== Work to be completed ==
Tell how many lines in the records contain the word "shadowed"; the number alone is the answer.

****

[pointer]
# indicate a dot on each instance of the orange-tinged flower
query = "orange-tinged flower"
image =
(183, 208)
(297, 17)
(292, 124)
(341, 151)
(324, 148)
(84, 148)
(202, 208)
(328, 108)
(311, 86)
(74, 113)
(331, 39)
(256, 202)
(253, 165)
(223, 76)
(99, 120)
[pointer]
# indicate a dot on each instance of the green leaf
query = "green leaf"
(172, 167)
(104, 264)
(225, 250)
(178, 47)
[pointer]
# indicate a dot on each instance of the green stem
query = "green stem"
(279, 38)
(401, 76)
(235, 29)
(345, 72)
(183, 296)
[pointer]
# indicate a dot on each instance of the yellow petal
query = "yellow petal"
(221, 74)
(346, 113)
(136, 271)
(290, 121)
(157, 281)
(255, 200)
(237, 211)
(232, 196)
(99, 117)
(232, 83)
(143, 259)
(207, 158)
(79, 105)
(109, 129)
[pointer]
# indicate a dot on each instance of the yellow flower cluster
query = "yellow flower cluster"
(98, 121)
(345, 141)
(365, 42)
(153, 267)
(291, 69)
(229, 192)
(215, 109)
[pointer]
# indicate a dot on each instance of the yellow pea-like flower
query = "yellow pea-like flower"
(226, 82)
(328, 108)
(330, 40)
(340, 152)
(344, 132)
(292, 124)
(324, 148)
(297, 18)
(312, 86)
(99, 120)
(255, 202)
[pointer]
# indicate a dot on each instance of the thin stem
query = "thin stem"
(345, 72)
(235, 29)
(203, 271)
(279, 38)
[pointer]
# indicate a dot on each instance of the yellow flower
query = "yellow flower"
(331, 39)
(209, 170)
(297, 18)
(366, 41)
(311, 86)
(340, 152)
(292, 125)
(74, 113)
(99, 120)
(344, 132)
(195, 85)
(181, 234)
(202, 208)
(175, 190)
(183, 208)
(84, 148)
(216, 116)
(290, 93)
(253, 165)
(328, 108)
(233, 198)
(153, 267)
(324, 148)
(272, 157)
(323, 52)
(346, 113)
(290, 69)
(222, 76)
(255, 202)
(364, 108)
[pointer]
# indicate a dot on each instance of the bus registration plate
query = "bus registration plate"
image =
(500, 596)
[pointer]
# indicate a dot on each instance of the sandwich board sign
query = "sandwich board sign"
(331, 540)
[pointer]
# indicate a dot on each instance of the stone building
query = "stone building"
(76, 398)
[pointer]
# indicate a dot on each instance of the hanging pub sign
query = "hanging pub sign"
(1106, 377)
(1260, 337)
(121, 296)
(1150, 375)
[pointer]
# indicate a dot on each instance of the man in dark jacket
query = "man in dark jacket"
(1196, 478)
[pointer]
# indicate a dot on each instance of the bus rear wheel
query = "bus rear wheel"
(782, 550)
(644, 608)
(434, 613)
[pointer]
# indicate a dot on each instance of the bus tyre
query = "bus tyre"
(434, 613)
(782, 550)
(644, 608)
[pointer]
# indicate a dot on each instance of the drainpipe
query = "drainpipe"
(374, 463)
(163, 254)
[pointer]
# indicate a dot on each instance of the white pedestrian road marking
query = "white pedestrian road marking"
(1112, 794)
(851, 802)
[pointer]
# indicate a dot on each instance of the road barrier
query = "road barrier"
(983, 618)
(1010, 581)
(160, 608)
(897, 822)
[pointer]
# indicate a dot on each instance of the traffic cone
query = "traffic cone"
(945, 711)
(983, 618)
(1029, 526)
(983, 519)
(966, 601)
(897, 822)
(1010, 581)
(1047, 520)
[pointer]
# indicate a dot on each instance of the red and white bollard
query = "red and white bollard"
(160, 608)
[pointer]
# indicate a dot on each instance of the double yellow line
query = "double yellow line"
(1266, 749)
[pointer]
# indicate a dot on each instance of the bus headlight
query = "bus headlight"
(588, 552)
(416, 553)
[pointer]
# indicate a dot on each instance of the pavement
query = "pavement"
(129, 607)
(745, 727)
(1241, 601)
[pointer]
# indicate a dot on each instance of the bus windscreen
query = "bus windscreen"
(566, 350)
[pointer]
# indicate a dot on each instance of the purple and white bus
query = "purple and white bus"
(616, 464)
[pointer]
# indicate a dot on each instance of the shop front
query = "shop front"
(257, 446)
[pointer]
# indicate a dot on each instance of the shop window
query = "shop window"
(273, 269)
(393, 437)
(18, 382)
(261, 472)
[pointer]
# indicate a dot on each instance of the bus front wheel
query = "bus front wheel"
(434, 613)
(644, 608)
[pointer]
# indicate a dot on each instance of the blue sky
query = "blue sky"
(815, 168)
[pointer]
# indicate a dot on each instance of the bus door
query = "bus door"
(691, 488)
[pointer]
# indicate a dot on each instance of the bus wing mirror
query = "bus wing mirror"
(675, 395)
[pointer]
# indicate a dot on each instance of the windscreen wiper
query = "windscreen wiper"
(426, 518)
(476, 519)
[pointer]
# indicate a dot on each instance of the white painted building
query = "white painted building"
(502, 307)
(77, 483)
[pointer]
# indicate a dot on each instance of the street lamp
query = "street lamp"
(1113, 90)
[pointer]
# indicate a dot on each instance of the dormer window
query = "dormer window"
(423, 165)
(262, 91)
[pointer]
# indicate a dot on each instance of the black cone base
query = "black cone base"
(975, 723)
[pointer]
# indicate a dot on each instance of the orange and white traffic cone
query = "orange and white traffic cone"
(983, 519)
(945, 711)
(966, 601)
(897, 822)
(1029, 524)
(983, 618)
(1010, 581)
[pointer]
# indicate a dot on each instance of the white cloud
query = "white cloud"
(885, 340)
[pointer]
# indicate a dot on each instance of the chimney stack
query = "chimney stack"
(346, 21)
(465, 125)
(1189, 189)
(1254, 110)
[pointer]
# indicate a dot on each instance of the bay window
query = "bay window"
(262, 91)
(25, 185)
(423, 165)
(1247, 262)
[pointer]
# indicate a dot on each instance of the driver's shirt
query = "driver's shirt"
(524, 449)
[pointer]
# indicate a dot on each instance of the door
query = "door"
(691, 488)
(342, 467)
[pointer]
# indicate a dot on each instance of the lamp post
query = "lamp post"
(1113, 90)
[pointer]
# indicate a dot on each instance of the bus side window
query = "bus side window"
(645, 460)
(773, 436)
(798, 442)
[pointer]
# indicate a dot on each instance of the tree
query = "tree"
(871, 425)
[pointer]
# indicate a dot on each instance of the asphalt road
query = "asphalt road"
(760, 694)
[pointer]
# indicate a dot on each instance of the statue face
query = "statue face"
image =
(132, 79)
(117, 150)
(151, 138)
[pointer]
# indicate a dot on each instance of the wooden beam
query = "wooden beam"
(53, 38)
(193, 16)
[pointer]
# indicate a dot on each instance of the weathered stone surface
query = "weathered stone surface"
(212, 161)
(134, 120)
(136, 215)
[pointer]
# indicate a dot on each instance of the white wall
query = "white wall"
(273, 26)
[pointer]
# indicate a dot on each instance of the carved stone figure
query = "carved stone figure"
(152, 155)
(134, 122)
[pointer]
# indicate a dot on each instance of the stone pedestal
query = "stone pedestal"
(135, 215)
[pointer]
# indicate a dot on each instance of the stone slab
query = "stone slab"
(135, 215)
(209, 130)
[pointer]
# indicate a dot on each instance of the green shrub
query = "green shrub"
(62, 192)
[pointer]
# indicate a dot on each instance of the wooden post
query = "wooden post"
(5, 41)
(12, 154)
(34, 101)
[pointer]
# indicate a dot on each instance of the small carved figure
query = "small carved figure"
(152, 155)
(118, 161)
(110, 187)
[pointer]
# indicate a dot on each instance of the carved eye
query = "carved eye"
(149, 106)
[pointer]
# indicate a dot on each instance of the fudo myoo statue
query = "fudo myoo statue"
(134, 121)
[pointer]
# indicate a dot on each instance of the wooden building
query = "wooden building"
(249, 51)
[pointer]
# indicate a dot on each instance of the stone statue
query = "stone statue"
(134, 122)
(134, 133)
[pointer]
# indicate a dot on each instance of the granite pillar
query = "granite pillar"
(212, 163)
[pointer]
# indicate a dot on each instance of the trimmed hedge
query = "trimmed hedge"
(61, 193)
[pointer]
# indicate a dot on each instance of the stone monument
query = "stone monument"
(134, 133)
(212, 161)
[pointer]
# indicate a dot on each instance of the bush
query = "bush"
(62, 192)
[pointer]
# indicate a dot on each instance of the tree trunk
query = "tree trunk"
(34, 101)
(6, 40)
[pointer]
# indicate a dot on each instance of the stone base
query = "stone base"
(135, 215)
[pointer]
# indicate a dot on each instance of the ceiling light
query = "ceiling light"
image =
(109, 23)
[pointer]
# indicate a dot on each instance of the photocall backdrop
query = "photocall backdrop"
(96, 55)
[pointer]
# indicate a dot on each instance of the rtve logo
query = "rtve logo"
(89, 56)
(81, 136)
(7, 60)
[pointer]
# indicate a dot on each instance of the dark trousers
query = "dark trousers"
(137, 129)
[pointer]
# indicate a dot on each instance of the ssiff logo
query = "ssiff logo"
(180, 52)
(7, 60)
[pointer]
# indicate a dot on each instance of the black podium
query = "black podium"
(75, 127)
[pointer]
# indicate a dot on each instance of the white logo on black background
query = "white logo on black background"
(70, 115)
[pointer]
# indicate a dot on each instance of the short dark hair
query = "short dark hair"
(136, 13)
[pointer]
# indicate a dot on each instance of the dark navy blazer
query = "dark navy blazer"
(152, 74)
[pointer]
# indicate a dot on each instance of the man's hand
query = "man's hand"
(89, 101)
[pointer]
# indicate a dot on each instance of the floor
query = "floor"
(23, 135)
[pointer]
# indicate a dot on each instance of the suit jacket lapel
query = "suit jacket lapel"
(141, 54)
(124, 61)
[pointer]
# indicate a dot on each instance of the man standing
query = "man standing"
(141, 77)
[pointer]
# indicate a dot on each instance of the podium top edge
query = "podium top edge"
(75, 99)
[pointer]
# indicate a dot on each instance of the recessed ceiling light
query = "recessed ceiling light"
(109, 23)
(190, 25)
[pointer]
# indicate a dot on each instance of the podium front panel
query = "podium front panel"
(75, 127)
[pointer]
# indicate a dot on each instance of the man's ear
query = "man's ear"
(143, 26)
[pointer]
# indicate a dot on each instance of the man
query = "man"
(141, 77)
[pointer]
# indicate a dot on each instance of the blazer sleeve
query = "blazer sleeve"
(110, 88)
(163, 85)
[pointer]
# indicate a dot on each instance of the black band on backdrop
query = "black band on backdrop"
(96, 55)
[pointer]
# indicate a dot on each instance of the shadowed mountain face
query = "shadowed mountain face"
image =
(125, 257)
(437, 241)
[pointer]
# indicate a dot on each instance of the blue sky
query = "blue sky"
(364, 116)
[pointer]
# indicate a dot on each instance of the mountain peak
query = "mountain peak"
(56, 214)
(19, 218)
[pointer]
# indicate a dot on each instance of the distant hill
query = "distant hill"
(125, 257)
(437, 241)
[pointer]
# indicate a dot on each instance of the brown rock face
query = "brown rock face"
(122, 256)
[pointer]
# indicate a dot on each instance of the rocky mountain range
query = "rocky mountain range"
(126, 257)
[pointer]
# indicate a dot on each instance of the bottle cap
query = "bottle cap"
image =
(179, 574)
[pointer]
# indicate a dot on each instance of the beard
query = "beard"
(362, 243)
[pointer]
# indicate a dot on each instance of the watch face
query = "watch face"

****

== Written response ==
2